__Text__
* * *

Campaign Briefing
Labour Party Women’s Conference 2023 – Priorities Ballot briefing
Vote for Abortion Rights, Child Poverty and Public Order Act as priorities
If you are a CLP delegate to Labour Party Annual Women’s Conference (AWC) you should by now have received your priorities ballot to cast your vote on the THREE topics you want to be discussed in the policy debates at this year’s Women’s Conference. The email came from womensconference@labour.org.uk on the afternoon of Thursday 21 September and the deadline for voting is 12 noon, Tuesday 26 September. The vote will be calculated according to the membership total each delegate represents for their organisation.
[Please scroll down for important information about events before and during the Women’s Conference.]
CLPs have three votes and the top three priorities voted for by CLPs will proceed to compositing and debate. The top three priorities voted for by affiliates also proceed – we understand that Women and Pensions, Equal Pay and Women in the Workplace will be prioritised by trade unions so CLPs do NOT need to vote to prioritise these important issues.
Following the result of the ballot there will be compositing – if you would like to co-ordinate with other left delegates, please get in touch via clpdwomen@gmail.com.
CLP delegates are encouraged to prioritise the following topics:
1. Abortion Rights – Currently, in England, two women are facing life imprisonment for ending their own pregnancies. Under the 1861 Offences Against the Person Act, it is a crime for a woman to end her own pregnancy outside a hospital or clinic at any gestation. The crime carries a maximum life sentence, the harshest in the world, and was passed more than 50 years before women even had the vote. Decriminalisation is a longstanding demand of the women’s and labour movement and was a pledge in the 2019 manifesto but has not been accepted as a commitment by the current Labour leadership.

* * *

__Record extracts__
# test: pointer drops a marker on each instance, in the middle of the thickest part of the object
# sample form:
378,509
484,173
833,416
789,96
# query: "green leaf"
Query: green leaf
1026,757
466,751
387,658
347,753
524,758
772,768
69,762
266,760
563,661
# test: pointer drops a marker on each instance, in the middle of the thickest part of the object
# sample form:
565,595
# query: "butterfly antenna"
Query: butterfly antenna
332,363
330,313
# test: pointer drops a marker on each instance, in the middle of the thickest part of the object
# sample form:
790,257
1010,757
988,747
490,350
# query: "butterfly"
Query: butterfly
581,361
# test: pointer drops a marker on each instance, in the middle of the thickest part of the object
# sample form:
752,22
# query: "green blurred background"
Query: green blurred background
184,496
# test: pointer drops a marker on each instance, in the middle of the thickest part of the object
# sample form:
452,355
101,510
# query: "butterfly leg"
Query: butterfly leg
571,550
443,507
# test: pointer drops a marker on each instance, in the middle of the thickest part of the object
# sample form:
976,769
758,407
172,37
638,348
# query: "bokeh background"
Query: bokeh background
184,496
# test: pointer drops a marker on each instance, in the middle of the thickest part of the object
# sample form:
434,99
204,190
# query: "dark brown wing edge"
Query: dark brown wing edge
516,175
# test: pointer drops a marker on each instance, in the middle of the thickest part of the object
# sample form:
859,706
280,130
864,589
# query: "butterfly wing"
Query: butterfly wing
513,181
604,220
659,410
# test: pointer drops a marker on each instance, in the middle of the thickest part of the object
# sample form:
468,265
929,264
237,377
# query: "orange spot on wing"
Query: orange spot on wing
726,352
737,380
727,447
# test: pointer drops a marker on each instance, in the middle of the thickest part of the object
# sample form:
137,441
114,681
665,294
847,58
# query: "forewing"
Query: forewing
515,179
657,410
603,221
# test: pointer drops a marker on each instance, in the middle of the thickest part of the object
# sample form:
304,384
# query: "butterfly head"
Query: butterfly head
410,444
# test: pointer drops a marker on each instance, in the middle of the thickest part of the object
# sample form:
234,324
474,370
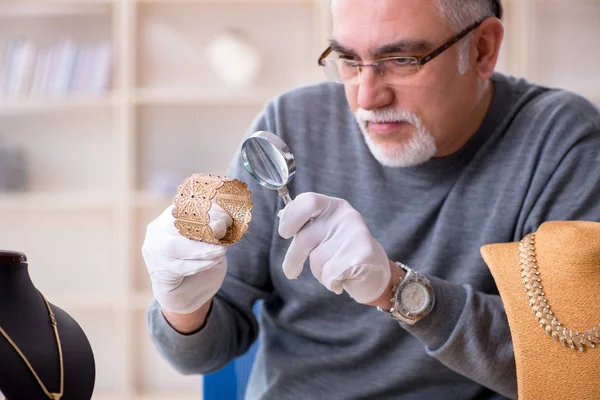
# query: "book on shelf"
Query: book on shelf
60,69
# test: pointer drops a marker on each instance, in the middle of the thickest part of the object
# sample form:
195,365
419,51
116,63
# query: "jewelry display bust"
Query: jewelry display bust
25,320
552,276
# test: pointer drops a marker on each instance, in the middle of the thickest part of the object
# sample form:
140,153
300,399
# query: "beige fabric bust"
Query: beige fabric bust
568,259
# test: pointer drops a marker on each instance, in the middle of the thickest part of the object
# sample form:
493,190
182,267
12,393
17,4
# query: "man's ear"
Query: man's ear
487,47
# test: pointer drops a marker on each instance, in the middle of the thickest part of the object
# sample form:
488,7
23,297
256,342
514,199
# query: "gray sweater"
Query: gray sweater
535,158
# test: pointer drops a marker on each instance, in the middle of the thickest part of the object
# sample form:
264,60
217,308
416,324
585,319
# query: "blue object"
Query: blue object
229,383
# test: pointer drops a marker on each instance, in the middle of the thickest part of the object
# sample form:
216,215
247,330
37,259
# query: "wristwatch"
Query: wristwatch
413,297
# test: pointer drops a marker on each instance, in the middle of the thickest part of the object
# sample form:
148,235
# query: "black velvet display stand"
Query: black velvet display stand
24,317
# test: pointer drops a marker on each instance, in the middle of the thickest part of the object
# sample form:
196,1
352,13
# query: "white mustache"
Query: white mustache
387,115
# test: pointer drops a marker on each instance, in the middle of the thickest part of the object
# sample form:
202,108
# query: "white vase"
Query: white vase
233,58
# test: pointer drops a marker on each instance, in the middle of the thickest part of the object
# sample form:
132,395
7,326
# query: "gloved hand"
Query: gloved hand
343,254
185,274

* * *

__What to work on__
Continue the briefing on the Labour Party Women's Conference 2023 priorities ballot, starting after its final sentence.

__Response to this exercise__
2. Child Poverty – this topic heading contains motions on scrapping the two-child cap on benefits. This is a critical issue – 1.5m children live in families affected by the policy, with minority-ethnic families and single-parent families disproportionately affected. Abolishing the cap would lift 250,000 children out of poverty and reduce poverty for 850,000 more. It is a disgrace that Labour is not committed to repealing the policy, which has a particularly detrimental impact on women.
3. Public Order Act – these important motions note the restrictions placed on protest by the Tory government, and the particular impact this will have on women. It calls on the next Labour government to defend the right to protest and repeal the Public Order Act, which is not yet a commitment and really must be.
Labour’s Women’s Conference has the opportunity to have its voice heard on these key issues. Please make sure you return your ballot by 12 noon on Tuesday 26 September.
There are many other important topics that women should have the opportunity to debate – and it is good that childcare may be discussed under women in the workplace, although a shame that CLP resolutions on this topic were not put in the same category. Had the Labour Party organised a two-day standalone women’s conference in the Spring as it should have done, we could have debated many more topics rather than being tagged back onto Annual Conference – a backwards step.